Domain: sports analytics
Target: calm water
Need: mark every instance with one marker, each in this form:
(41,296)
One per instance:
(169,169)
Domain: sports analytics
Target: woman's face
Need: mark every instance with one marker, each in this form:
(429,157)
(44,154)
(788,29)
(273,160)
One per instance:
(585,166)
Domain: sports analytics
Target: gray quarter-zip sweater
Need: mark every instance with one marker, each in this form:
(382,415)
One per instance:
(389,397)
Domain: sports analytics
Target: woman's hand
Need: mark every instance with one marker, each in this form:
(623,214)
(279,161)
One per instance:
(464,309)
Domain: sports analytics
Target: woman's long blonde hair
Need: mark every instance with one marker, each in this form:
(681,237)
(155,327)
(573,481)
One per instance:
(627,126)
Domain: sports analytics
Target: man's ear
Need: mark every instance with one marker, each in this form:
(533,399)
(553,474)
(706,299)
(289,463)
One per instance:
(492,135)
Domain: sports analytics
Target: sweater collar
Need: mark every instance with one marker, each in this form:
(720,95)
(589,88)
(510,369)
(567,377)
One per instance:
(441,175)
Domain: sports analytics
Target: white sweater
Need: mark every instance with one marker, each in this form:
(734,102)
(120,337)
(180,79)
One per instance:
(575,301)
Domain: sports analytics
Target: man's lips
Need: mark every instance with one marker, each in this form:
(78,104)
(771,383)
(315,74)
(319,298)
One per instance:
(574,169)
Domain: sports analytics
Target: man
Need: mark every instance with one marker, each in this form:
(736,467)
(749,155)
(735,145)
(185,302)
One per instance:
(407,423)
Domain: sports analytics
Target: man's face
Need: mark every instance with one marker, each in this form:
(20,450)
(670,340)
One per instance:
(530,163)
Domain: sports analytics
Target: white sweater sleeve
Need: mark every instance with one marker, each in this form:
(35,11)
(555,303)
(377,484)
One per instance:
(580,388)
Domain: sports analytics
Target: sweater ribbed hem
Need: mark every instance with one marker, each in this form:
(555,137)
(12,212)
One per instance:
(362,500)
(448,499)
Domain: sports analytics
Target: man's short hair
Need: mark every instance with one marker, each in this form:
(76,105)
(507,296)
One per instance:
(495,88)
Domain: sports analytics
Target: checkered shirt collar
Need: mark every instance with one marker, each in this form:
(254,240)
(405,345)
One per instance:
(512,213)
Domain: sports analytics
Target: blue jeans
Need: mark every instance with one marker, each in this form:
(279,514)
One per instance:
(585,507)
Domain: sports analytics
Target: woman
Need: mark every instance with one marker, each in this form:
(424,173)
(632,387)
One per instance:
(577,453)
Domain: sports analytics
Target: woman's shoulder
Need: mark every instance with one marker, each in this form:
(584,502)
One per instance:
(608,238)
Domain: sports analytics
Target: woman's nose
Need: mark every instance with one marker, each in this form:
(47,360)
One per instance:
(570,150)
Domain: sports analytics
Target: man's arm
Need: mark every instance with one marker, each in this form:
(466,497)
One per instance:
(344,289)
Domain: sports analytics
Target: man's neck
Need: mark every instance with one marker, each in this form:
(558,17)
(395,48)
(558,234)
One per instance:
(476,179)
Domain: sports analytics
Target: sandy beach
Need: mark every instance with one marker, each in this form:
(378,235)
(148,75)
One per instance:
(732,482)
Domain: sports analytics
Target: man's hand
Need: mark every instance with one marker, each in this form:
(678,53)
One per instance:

▬▬▬▬▬▬

Required work:
Nothing should be left out: return all of the records exactly.

Exercise output:
Domain: sports analytics
Target: calm water
Need: mark every instance with one marker, each in this form:
(41,296)
One per instance:
(169,169)
Domain: sports analytics
Target: woman's face
Need: mark every instance with one marker, each in this form:
(429,157)
(44,154)
(788,29)
(273,160)
One per instance:
(585,166)
Domain: sports analytics
Target: gray quarter-zip sweater
Need: mark every instance with one marker, each in this form:
(382,415)
One per instance:
(389,397)
Domain: sports analytics
Target: woman's hand
Need: mark every instance with one marker, each in this form:
(623,214)
(279,161)
One per instance:
(464,309)
Domain: sports analytics
Target: woman's long blonde hair
Need: mark every instance with one marker, each in this form:
(681,237)
(155,327)
(573,481)
One per instance:
(627,126)
Domain: sports analytics
Target: man's ear
Need: mark every instance with one marker, each in this form:
(533,399)
(553,474)
(706,299)
(289,463)
One per instance:
(492,135)
Domain: sports analytics
Target: sweater collar
Need: mark every instance with one marker, each in this form:
(720,95)
(589,88)
(510,369)
(567,377)
One per instance:
(441,175)
Domain: sports analytics
Target: white sweater
Need: mark every instance with one marker, each in this form:
(734,102)
(120,337)
(180,79)
One per instance:
(575,301)
Domain: sports analytics
Target: man's lips
Need: mark every instance with one marker, each in this form:
(78,104)
(771,383)
(315,74)
(319,298)
One per instance:
(574,169)
Domain: sports analytics
Target: man
Need: mark every instance with one marker, each in this form:
(736,467)
(749,155)
(735,145)
(185,302)
One per instance:
(407,423)
Domain: sports analytics
Target: man's face
Need: mark every instance with one marker, each in this form:
(20,450)
(670,340)
One per instance:
(530,163)
Domain: sports analytics
Target: white sweater sleeve
Need: mark every instance with one marker, each in this form:
(35,11)
(555,303)
(377,484)
One per instance:
(580,388)
Domain: sports analytics
Target: sweater ribbed hem
Need: mark every instance with one marker, each in this form:
(555,137)
(12,212)
One per instance:
(362,500)
(448,499)
Domain: sports analytics
Target: man's short hair
Need: mark every instance with one marker, each in this form:
(76,105)
(507,296)
One per instance:
(495,88)
Domain: sports analytics
Target: checkered shirt collar
Need: mark every instance with one marker, each in this form:
(254,240)
(405,345)
One per instance:
(512,213)
Domain: sports analytics
Target: blue jeans
Need: mark every instance with one marker, each in this form:
(279,514)
One per instance:
(585,507)
Domain: sports analytics
Target: woman
Need: mark every instance with one marker, each in this form:
(424,173)
(632,387)
One per instance:
(577,453)
Domain: sports analytics
Target: woman's shoulder
Need: mark every instance with one marker, each in this form:
(584,502)
One per instance:
(608,238)
Domain: sports analytics
Target: woman's nose
Need: mark every instance with one marker, each in this form:
(47,360)
One per instance:
(570,150)
Domain: sports analytics
Target: man's arm
Need: mark every instance with one marker, each in this form:
(466,497)
One per instance:
(344,289)
Domain: sports analytics
Target: man's neck
Need: mark every instance with one marker, each in this form:
(558,17)
(395,48)
(558,234)
One per instance:
(476,179)
Domain: sports analytics
Target: sandy beach
Need: mark every instance with one marker, each in this form:
(378,235)
(148,75)
One per instance:
(732,482)
Domain: sports analytics
Target: man's hand
Need: mark every instance with one marker, each in this form:
(678,53)
One per instance:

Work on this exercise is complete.